## DIRECTIONS FOR THIS TASK
How many lines of the material below contain the string "target", counting only matches with the same case? Reply with the number alone.

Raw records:
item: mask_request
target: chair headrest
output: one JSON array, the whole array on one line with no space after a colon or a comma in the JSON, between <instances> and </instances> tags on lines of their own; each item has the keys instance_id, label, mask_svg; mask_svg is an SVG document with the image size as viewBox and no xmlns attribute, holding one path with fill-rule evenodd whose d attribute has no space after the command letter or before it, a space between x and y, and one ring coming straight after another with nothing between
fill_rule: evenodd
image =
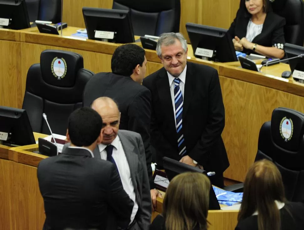
<instances>
[{"instance_id":1,"label":"chair headrest","mask_svg":"<svg viewBox=\"0 0 304 230\"><path fill-rule=\"evenodd\" d=\"M46 50L40 55L40 68L43 80L49 84L72 87L83 59L78 54L62 50Z\"/></svg>"},{"instance_id":2,"label":"chair headrest","mask_svg":"<svg viewBox=\"0 0 304 230\"><path fill-rule=\"evenodd\" d=\"M155 13L172 9L176 5L176 0L114 0L113 5L117 3L142 12Z\"/></svg>"},{"instance_id":3,"label":"chair headrest","mask_svg":"<svg viewBox=\"0 0 304 230\"><path fill-rule=\"evenodd\" d=\"M304 135L304 114L289 109L275 109L271 117L274 142L284 149L296 151Z\"/></svg>"}]
</instances>

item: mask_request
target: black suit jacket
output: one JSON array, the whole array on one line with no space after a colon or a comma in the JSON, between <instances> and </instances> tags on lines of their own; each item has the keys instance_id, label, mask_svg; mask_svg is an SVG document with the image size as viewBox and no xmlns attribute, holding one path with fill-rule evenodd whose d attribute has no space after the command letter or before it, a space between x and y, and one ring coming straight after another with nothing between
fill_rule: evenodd
<instances>
[{"instance_id":1,"label":"black suit jacket","mask_svg":"<svg viewBox=\"0 0 304 230\"><path fill-rule=\"evenodd\" d=\"M95 99L100 97L111 98L118 104L121 113L119 129L133 131L141 136L150 187L154 188L150 143L151 93L130 77L112 73L100 73L94 75L86 86L84 106L90 106Z\"/></svg>"},{"instance_id":2,"label":"black suit jacket","mask_svg":"<svg viewBox=\"0 0 304 230\"><path fill-rule=\"evenodd\" d=\"M235 36L240 39L246 37L247 26L250 18L243 8L239 9L228 30L228 33L232 38ZM285 44L284 27L285 23L285 18L272 11L269 12L266 15L261 33L254 39L252 42L264 46L275 46L284 49ZM282 47L281 44L283 44ZM246 49L244 49L243 52L247 54L256 53L251 50Z\"/></svg>"},{"instance_id":3,"label":"black suit jacket","mask_svg":"<svg viewBox=\"0 0 304 230\"><path fill-rule=\"evenodd\" d=\"M46 216L44 230L128 226L134 203L111 162L92 158L87 150L67 148L41 161L37 176Z\"/></svg>"},{"instance_id":4,"label":"black suit jacket","mask_svg":"<svg viewBox=\"0 0 304 230\"><path fill-rule=\"evenodd\" d=\"M286 204L285 206L280 210L281 225L280 230L304 229L304 204L290 202ZM286 211L286 207L291 213L291 216ZM241 221L238 223L235 230L258 230L258 216L252 216Z\"/></svg>"},{"instance_id":5,"label":"black suit jacket","mask_svg":"<svg viewBox=\"0 0 304 230\"><path fill-rule=\"evenodd\" d=\"M187 155L207 171L222 173L229 166L221 136L225 109L218 72L188 62L183 108L183 129ZM164 68L147 77L143 84L152 93L151 141L158 164L167 156L179 160L169 80Z\"/></svg>"}]
</instances>

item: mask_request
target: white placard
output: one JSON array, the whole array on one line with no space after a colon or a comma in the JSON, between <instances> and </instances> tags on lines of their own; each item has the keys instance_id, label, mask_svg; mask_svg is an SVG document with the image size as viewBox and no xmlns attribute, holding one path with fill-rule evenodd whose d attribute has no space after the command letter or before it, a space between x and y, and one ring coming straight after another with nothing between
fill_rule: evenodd
<instances>
[{"instance_id":1,"label":"white placard","mask_svg":"<svg viewBox=\"0 0 304 230\"><path fill-rule=\"evenodd\" d=\"M96 30L95 31L95 38L113 39L114 38L114 32Z\"/></svg>"},{"instance_id":2,"label":"white placard","mask_svg":"<svg viewBox=\"0 0 304 230\"><path fill-rule=\"evenodd\" d=\"M154 183L157 185L160 185L162 187L167 188L169 185L169 180L165 177L159 175L155 176L154 179Z\"/></svg>"},{"instance_id":3,"label":"white placard","mask_svg":"<svg viewBox=\"0 0 304 230\"><path fill-rule=\"evenodd\" d=\"M212 58L213 56L213 50L207 49L203 49L197 47L195 50L195 55L207 58Z\"/></svg>"},{"instance_id":4,"label":"white placard","mask_svg":"<svg viewBox=\"0 0 304 230\"><path fill-rule=\"evenodd\" d=\"M9 19L8 18L0 18L0 26L7 26L9 23Z\"/></svg>"},{"instance_id":5,"label":"white placard","mask_svg":"<svg viewBox=\"0 0 304 230\"><path fill-rule=\"evenodd\" d=\"M0 140L1 141L7 141L8 140L8 134L7 133L4 133L0 132Z\"/></svg>"},{"instance_id":6,"label":"white placard","mask_svg":"<svg viewBox=\"0 0 304 230\"><path fill-rule=\"evenodd\" d=\"M304 72L295 69L292 73L292 77L304 80Z\"/></svg>"}]
</instances>

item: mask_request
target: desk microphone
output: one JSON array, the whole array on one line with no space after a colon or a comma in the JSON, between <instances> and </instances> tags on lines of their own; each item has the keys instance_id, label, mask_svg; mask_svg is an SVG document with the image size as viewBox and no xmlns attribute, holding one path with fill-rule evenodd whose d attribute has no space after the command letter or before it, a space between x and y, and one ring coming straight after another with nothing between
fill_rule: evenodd
<instances>
[{"instance_id":1,"label":"desk microphone","mask_svg":"<svg viewBox=\"0 0 304 230\"><path fill-rule=\"evenodd\" d=\"M268 65L270 64L270 63L271 63L271 64L275 64L275 63L278 63L280 62L281 62L283 61L288 61L288 60L291 60L291 59L296 59L296 58L303 58L303 57L304 57L304 54L300 54L300 55L298 55L298 56L296 56L296 57L294 57L292 58L286 58L286 59L282 59L282 60L279 60L278 61L272 61L272 60L270 60L268 61L265 64L264 64L264 65L263 65L261 66L261 67L259 70L259 72L261 72L261 69L263 67L265 66L265 65Z\"/></svg>"},{"instance_id":2,"label":"desk microphone","mask_svg":"<svg viewBox=\"0 0 304 230\"><path fill-rule=\"evenodd\" d=\"M55 144L56 145L56 147L57 147L57 155L58 155L58 146L57 145L57 143L56 143L56 141L55 140L55 138L54 137L54 135L53 135L53 132L52 132L52 130L51 129L51 127L50 127L50 125L49 124L49 122L48 122L48 119L46 118L46 115L44 113L42 114L42 116L43 117L43 118L45 120L45 121L46 122L46 124L48 125L48 126L49 127L49 130L50 130L50 132L51 132L51 134L52 135L52 137L53 137L53 139L54 140L54 142L55 143Z\"/></svg>"}]
</instances>

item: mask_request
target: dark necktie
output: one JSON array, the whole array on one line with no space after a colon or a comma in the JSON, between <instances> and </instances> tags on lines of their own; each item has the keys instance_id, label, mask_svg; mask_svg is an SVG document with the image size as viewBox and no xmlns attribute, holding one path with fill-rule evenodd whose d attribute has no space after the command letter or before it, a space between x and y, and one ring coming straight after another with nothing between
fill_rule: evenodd
<instances>
[{"instance_id":1,"label":"dark necktie","mask_svg":"<svg viewBox=\"0 0 304 230\"><path fill-rule=\"evenodd\" d=\"M106 151L107 151L107 160L112 162L114 164L114 165L115 166L115 167L116 167L116 169L117 170L117 172L119 174L119 172L117 168L117 166L116 165L115 161L112 156L112 153L113 153L113 148L114 147L112 145L109 145L107 146L107 147L106 147Z\"/></svg>"},{"instance_id":2,"label":"dark necktie","mask_svg":"<svg viewBox=\"0 0 304 230\"><path fill-rule=\"evenodd\" d=\"M180 88L181 79L178 78L174 79L174 102L175 104L175 119L176 131L177 134L177 146L178 154L182 156L187 152L185 139L183 133L183 100L181 90Z\"/></svg>"}]
</instances>

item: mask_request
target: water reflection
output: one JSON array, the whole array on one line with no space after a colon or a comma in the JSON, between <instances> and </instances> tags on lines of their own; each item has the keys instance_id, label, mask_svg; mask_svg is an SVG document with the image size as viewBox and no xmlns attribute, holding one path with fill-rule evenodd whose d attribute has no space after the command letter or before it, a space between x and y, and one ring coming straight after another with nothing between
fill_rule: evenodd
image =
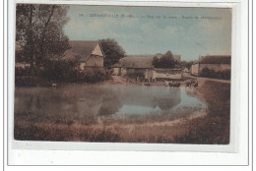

## RESPONSE FOR THIS EXERCISE
6